Text excerpt

-- Begin --

The murders made international headlines. Shortly after the killing spree, Nichols, who is black, was said by the media to have thought of himself as a warrior for racial justice. A Fulton grand jury indicted him on May 5, 2005, on 54 counts, including murder, kidnapping, robbery, aggravated assault on a police officer, battery, theft, carjacking and escape from authorities.

The Nichols matter is hardly a Sherlock Holmes whodunit. The defendant launched his murderous assault in a building filled with lawmen and court officials. He extended his mayhem down a crowded street, across town and into Gwinnett County. The Gwinnett SWAT squad captured Nichols after a woman he took hostage convinced him to give up.

The prosecution is said to have a witness list with 400 names on it. As one would expect, Fulton DA Paul Howard has said he will ask for the death penalty.

If we must have a death-penalty law in this state, the Nichols indictment fits the bill for lethal injection. Lives have been destroyed, families shattered and justice insulted in an apparently premeditated wanton rampage.

So here we are nearly 30 months after the tragedy, facing $2 million in legal fees and another extended trial delay.

The state’s legal-defense kitty has run dry. The lawyers say they can’t afford to keep compiling defense evidence for nothing; they must have multibucks to go on with a complete defense.

A precedent could be set. Future indigent murder defendants might one day thwart the executioner simply by breaking the state’s indigent-defense bank and then copping a plea before a destitute court.

Something else is going on here too. Suppose Judge Fuller finally says, "Enough is enough. Proceed with the trial."

Look out, Atlanta and the rest of the South. I can see the placards now: "No Justice for Brian," "Crackers Deny Justice for Crusader" and "Send Dollars to Save Nichols."

-- End --

Object pointing dataset rows
-- Begin --

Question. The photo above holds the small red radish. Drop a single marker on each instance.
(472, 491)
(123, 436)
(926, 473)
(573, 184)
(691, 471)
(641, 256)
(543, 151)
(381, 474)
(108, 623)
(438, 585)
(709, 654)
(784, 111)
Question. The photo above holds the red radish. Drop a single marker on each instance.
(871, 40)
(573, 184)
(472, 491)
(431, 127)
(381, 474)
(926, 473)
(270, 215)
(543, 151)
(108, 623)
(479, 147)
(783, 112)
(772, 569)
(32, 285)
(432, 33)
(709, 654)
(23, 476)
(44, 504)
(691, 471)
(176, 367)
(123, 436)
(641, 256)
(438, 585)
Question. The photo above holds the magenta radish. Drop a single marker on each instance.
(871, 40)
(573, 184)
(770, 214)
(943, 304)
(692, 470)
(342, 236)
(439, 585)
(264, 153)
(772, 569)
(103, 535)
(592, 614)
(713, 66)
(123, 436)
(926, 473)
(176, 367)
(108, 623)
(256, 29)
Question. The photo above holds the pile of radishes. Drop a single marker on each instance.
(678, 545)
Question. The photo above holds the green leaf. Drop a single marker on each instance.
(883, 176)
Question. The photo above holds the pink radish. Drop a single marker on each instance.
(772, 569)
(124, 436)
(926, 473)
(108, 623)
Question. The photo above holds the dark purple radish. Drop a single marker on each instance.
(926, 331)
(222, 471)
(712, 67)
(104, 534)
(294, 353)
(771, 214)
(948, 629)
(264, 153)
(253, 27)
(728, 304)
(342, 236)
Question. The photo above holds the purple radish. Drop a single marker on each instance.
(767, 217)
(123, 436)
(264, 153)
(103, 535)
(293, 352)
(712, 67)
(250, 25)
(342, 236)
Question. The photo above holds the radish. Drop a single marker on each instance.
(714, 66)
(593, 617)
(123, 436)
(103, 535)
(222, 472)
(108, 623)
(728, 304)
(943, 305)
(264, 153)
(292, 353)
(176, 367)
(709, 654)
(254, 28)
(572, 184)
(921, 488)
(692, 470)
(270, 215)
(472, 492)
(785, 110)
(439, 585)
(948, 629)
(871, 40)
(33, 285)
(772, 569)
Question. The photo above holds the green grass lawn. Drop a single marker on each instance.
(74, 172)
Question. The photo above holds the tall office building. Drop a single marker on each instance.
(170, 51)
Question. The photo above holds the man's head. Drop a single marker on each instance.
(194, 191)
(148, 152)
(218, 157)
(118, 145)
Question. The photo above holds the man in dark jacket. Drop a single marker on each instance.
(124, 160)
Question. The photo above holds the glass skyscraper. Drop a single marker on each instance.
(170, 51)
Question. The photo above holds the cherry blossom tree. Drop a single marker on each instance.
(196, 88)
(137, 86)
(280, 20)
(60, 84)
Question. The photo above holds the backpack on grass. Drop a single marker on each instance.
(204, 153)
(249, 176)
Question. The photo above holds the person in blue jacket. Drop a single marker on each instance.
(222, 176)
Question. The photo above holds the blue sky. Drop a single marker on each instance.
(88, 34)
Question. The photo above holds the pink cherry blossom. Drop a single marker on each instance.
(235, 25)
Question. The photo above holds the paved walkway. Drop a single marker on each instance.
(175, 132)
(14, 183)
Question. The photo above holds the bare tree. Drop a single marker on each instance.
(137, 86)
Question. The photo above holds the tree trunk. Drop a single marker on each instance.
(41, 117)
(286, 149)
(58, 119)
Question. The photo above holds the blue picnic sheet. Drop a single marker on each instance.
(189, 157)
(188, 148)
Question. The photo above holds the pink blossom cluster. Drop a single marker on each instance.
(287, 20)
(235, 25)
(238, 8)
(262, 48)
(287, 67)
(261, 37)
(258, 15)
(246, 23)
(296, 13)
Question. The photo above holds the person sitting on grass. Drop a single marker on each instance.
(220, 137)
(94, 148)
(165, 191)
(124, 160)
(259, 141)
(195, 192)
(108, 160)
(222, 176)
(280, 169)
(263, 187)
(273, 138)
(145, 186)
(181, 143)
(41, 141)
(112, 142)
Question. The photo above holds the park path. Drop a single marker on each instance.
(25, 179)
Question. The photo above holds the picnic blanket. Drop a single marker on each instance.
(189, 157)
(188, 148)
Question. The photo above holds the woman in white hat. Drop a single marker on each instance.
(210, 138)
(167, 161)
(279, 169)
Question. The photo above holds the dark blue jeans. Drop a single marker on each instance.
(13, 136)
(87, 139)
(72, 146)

-- End --

Exercise set
(1) Print the passage of the Nichols trial commentary from "If we must have" up to and including "a destitute court.".
(2) Rewrite the paragraph of the Nichols trial commentary beginning "The Nichols matter is hardly a Sherlock Holmes whodunit" as a short bulleted list that keeps its main facts.

Answers
(1)
If we must have a death-penalty law in this state, the Nichols indictment fits the bill for lethal injection. Lives have been destroyed, families shattered and justice insulted in an apparently premeditated wanton rampage.

So here we are nearly 30 months after the tragedy, facing $2 million in legal fees and another extended trial delay.

The state’s legal-defense kitty has run dry. The lawyers say they can’t afford to keep compiling defense evidence for nothing; they must have multibucks to go on with a complete defense.

A precedent could be set. Future indigent murder defendants might one day thwart the executioner simply by breaking the state’s indigent-defense bank and then copping a plea before a destitute court.

(2)
- The case is no mystery.
- Nichols began his attack in a building full of lawmen and court officials.
- The violence continued down a crowded street, across town and into Gwinnett County.
- The Gwinnett SWAT squad captured him after a woman he had taken hostage persuaded him to surrender.